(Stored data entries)
::::::

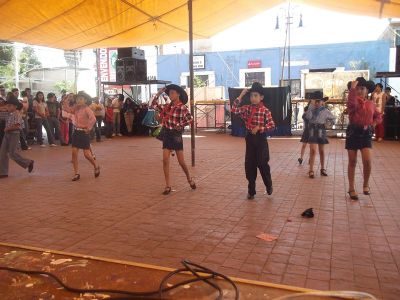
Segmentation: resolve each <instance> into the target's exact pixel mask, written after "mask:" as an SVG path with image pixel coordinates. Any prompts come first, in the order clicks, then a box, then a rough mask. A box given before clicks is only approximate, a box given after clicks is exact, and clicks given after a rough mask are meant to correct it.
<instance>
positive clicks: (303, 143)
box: [297, 102, 310, 165]
mask: <svg viewBox="0 0 400 300" xmlns="http://www.w3.org/2000/svg"><path fill="white" fill-rule="evenodd" d="M309 106H310V102H308V104H307V106H306V107H304V113H303V116H302V118H303V122H304V123H303V124H304V129H303V134H302V135H301V139H300V143H301V151H300V157H299V158H298V159H297V161H298V162H299V164H300V165H301V164H302V163H303V157H304V152H305V151H306V147H307V143H308V137H309V132H308V120H307V119H306V113H307V111H308V108H309Z"/></svg>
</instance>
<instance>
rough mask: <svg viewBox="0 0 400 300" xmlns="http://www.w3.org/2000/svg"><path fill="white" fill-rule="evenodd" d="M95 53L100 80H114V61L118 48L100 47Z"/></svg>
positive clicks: (114, 69)
mask: <svg viewBox="0 0 400 300" xmlns="http://www.w3.org/2000/svg"><path fill="white" fill-rule="evenodd" d="M97 55H98V57H97V61H98V70H99V78H100V81H101V82H106V81H115V80H116V77H115V73H116V72H115V61H116V60H117V57H118V50H117V49H107V48H101V49H99V50H98V51H97Z"/></svg>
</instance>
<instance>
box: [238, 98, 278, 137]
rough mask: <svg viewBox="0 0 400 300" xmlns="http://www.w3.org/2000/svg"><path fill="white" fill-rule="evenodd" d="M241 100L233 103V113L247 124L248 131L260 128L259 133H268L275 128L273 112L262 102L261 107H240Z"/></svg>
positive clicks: (249, 106) (253, 106)
mask: <svg viewBox="0 0 400 300" xmlns="http://www.w3.org/2000/svg"><path fill="white" fill-rule="evenodd" d="M239 104H240V101H239V99H236V100H235V101H234V102H233V106H232V109H231V111H232V113H234V114H235V115H240V117H241V118H242V119H243V121H244V122H245V125H246V128H247V130H250V131H251V130H252V129H253V128H254V127H256V126H259V128H260V130H259V132H261V133H262V132H267V131H269V130H272V129H274V128H275V123H274V120H273V119H272V115H271V112H270V111H269V110H268V108H266V107H265V106H264V105H263V103H262V102H261V103H260V104H259V105H255V104H251V105H243V106H240V107H239Z"/></svg>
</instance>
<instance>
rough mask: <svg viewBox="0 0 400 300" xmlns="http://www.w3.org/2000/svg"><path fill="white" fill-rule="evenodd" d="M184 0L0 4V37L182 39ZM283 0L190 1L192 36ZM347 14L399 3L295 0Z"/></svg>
mask: <svg viewBox="0 0 400 300" xmlns="http://www.w3.org/2000/svg"><path fill="white" fill-rule="evenodd" d="M187 2H188V1H187V0H40V1H32V0H0V20H1V26H0V39H2V40H9V41H17V42H23V43H28V44H35V45H43V46H48V47H54V48H61V49H85V48H100V47H111V46H112V47H123V46H133V45H156V44H157V45H159V44H165V43H171V42H178V41H185V40H187V39H188V28H189V24H188V5H187ZM282 2H285V1H283V0H193V37H194V39H198V38H208V37H210V36H212V35H214V34H216V33H218V32H220V31H222V30H224V29H226V28H229V27H230V26H232V25H234V24H237V23H238V22H240V21H243V20H245V19H247V18H249V17H251V16H253V15H255V14H257V13H260V12H262V11H264V10H266V9H269V8H271V7H273V6H275V5H277V4H280V3H282ZM297 2H300V3H304V4H309V5H315V6H319V7H322V8H326V9H332V10H337V11H342V12H348V13H352V14H363V15H369V16H375V17H400V0H351V1H349V0H348V1H342V0H301V1H297Z"/></svg>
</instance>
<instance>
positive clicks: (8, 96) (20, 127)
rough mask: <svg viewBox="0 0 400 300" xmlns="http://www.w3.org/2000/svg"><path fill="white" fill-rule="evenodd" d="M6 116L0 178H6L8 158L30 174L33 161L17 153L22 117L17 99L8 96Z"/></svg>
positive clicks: (1, 151)
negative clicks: (6, 116)
mask: <svg viewBox="0 0 400 300" xmlns="http://www.w3.org/2000/svg"><path fill="white" fill-rule="evenodd" d="M6 105H7V109H8V112H9V114H8V116H7V119H6V125H5V128H4V133H5V134H4V138H3V142H2V144H1V148H0V178H6V177H8V162H9V158H11V159H12V160H14V161H15V162H16V163H17V164H19V165H20V166H21V167H23V168H24V169H28V172H29V173H31V172H32V170H33V163H34V161H33V160H31V159H27V158H24V157H22V156H21V155H20V154H19V153H18V152H17V149H18V143H19V135H20V131H21V128H22V122H23V120H22V116H21V114H20V113H19V112H17V109H21V108H22V104H21V103H20V102H19V101H18V98H17V97H15V96H14V95H12V94H10V95H8V97H7V101H6Z"/></svg>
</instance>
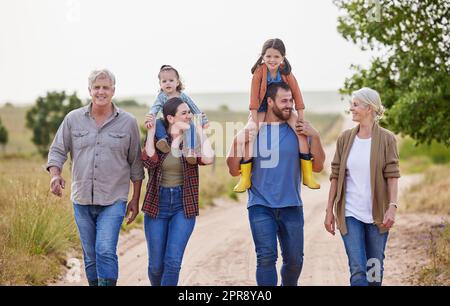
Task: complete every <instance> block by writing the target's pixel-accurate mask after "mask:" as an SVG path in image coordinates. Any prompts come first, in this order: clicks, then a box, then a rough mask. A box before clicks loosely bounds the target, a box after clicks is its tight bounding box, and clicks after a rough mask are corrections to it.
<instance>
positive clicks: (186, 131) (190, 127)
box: [155, 118, 196, 149]
mask: <svg viewBox="0 0 450 306" xmlns="http://www.w3.org/2000/svg"><path fill="white" fill-rule="evenodd" d="M189 125H190V126H191V127H190V128H189V129H188V130H186V131H185V132H184V137H185V138H184V140H185V144H186V148H187V149H195V146H196V138H195V126H194V123H193V122H192V121H191V122H190V123H189ZM155 134H156V139H157V140H160V139H166V140H167V139H168V135H167V130H166V128H165V127H164V123H163V119H161V118H159V119H157V120H156V132H155Z"/></svg>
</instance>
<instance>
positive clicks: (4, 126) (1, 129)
mask: <svg viewBox="0 0 450 306" xmlns="http://www.w3.org/2000/svg"><path fill="white" fill-rule="evenodd" d="M8 140H9V139H8V130H7V129H6V127H5V126H4V125H3V123H2V120H1V119H0V144H1V145H2V147H3V151H5V147H6V144H7V143H8Z"/></svg>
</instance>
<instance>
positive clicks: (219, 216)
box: [61, 121, 419, 285]
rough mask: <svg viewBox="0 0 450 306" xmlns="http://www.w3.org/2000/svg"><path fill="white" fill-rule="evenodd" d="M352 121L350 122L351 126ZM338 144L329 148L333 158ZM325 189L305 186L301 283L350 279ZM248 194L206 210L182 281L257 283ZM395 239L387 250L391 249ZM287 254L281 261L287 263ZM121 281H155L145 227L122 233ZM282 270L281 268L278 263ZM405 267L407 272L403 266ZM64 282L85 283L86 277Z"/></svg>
mask: <svg viewBox="0 0 450 306" xmlns="http://www.w3.org/2000/svg"><path fill="white" fill-rule="evenodd" d="M351 125H352V123H351V121H350V122H349V121H346V122H345V124H344V128H349V127H351ZM334 150H335V147H334V145H333V146H330V147H327V148H326V151H327V152H326V153H327V164H326V166H325V167H326V168H325V169H329V168H330V167H329V164H330V160H331V159H332V157H333V154H334ZM418 179H419V178H418V177H404V178H402V179H401V180H400V189H401V190H404V189H405V188H406V187H407V186H409V185H410V184H412V183H413V182H414V181H417V180H418ZM321 185H322V187H321V189H320V190H316V191H313V190H310V189H307V188H302V191H301V196H302V200H303V202H304V216H305V249H304V253H305V257H304V266H303V271H302V274H301V277H300V284H301V285H347V284H348V278H349V273H348V265H347V256H346V254H345V251H344V246H343V243H342V239H341V237H340V236H339V235H338V234H337V235H336V236H334V237H333V236H331V235H329V234H328V233H327V232H326V231H325V230H324V227H323V218H324V211H325V207H326V203H327V199H328V190H329V182H328V179H327V178H324V180H323V181H322V182H321ZM246 199H247V196H246V195H244V196H243V197H241V198H240V201H239V202H232V201H228V200H217V201H216V205H215V206H214V207H212V208H208V209H205V210H202V211H201V215H200V217H198V219H197V224H196V226H195V229H194V232H193V234H192V236H191V239H190V241H189V244H188V246H187V249H186V252H185V257H184V260H183V266H182V270H181V274H180V281H179V284H180V285H255V270H256V256H255V251H254V245H253V241H252V238H251V232H250V226H249V223H248V219H247V210H246ZM389 252H391V251H390V249H389V243H388V250H387V253H388V254H389ZM392 258H394V259H393V260H396V262H391V259H390V257H389V256H388V257H387V259H386V270H387V271H389V270H391V269H392V270H394V269H395V270H396V271H397V272H398V269H399V268H400V266H401V264H400V263H401V260H402V259H401V258H398V257H392ZM280 259H281V256H279V260H278V263H279V265H280V264H281V260H280ZM119 265H120V268H119V273H120V277H119V282H118V285H149V281H148V277H147V246H146V242H145V238H144V233H143V231H142V230H134V231H132V232H131V233H129V234H127V235H122V236H121V237H120V240H119ZM278 270H279V269H278ZM398 273H401V272H398ZM399 282H403V281H400V280H399V278H398V277H397V278H396V277H392V278H389V277H387V278H386V279H385V284H386V285H389V284H399ZM61 284H63V285H70V284H75V285H79V284H81V285H85V284H86V281H85V278H84V276H83V277H82V280H81V283H68V282H67V281H63V282H62V283H61Z"/></svg>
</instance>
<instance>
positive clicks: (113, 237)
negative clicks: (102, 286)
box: [73, 201, 127, 284]
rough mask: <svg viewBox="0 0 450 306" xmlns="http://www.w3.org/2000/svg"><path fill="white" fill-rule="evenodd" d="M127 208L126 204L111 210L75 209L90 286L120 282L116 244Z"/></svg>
mask: <svg viewBox="0 0 450 306" xmlns="http://www.w3.org/2000/svg"><path fill="white" fill-rule="evenodd" d="M126 207H127V203H126V202H125V201H117V202H115V203H114V204H112V205H109V206H100V205H79V204H76V203H74V205H73V209H74V213H75V222H76V223H77V227H78V232H79V234H80V240H81V245H82V248H83V257H84V266H85V270H86V277H87V279H88V281H89V284H97V283H99V284H104V283H105V281H106V283H110V284H115V282H116V281H117V278H118V274H119V265H118V260H117V254H116V253H117V242H118V239H119V232H120V226H121V225H122V222H123V219H124V217H125V211H126Z"/></svg>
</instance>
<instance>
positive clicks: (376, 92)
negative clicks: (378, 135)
mask: <svg viewBox="0 0 450 306" xmlns="http://www.w3.org/2000/svg"><path fill="white" fill-rule="evenodd" d="M352 98H353V99H356V100H358V101H360V102H362V103H364V104H366V105H369V106H371V107H372V109H373V112H374V116H375V120H376V121H378V120H380V119H381V118H382V117H383V114H384V106H383V104H381V98H380V94H379V93H378V92H377V91H376V90H373V89H372V88H369V87H363V88H361V89H358V90H356V91H354V92H353V93H352Z"/></svg>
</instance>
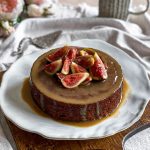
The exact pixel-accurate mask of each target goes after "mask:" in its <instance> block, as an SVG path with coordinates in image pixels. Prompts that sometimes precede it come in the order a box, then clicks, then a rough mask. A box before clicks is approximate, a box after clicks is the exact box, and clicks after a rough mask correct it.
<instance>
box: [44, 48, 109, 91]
mask: <svg viewBox="0 0 150 150" xmlns="http://www.w3.org/2000/svg"><path fill="white" fill-rule="evenodd" d="M46 59H47V60H48V62H49V64H46V66H45V68H44V71H45V72H46V73H47V74H49V75H54V74H57V77H58V78H59V79H60V81H61V83H62V85H63V86H64V87H66V88H75V87H77V86H79V85H80V84H82V85H88V84H90V82H91V81H92V80H100V81H101V80H106V79H107V78H108V75H107V69H108V68H107V67H106V66H107V64H104V63H103V61H102V60H101V58H100V56H99V55H98V54H97V53H96V51H94V49H92V48H84V49H81V50H78V49H77V48H75V47H69V46H65V47H63V48H59V49H58V50H56V51H54V52H52V53H50V54H49V55H48V56H47V58H46Z"/></svg>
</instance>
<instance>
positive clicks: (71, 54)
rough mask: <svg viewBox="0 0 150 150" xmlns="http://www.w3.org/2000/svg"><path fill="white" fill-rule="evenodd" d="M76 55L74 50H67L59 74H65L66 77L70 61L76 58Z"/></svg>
mask: <svg viewBox="0 0 150 150" xmlns="http://www.w3.org/2000/svg"><path fill="white" fill-rule="evenodd" d="M76 55H77V49H76V48H72V49H70V50H69V52H68V54H67V55H66V56H65V59H64V64H63V67H62V70H61V73H63V74H65V75H67V74H68V73H69V70H70V65H71V63H72V61H73V60H74V59H75V58H76Z"/></svg>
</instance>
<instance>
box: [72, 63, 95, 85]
mask: <svg viewBox="0 0 150 150" xmlns="http://www.w3.org/2000/svg"><path fill="white" fill-rule="evenodd" d="M71 71H72V73H81V72H87V70H86V69H85V68H83V67H82V66H79V65H78V64H76V63H74V62H72V64H71ZM90 81H92V77H91V76H90V75H89V76H88V77H87V78H86V80H85V81H84V82H83V83H82V84H83V85H88V84H89V83H90Z"/></svg>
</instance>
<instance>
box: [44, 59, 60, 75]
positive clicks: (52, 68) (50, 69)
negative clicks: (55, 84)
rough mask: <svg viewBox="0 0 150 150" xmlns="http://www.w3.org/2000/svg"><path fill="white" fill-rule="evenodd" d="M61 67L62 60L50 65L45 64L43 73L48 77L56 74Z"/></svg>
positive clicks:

::::::

§ WHAT TO PRODUCE: Scan the data above for the word "each" and report every line where it is found.

§ THE COMPLETED TASK:
Segmentation: resolve each <instance> into the target's exact pixel mask, written after "mask:" as an SVG path with image pixel coordinates. Any prompts come first, in the order clicks, then a box, then a rough mask. A box given before clicks is only approximate, a box given after clicks is exact, and clicks given after a rough mask are meant to correct it.
The exact pixel-accurate mask of each target goes after "mask:" in its <instance> block, as an SVG path with coordinates in image pixels. Prompts that sometimes precede it come in the order a box, then clicks, then a rough mask. A box before clicks is approximate, a box after clicks is the exact box, and clicks after a rough mask correct it.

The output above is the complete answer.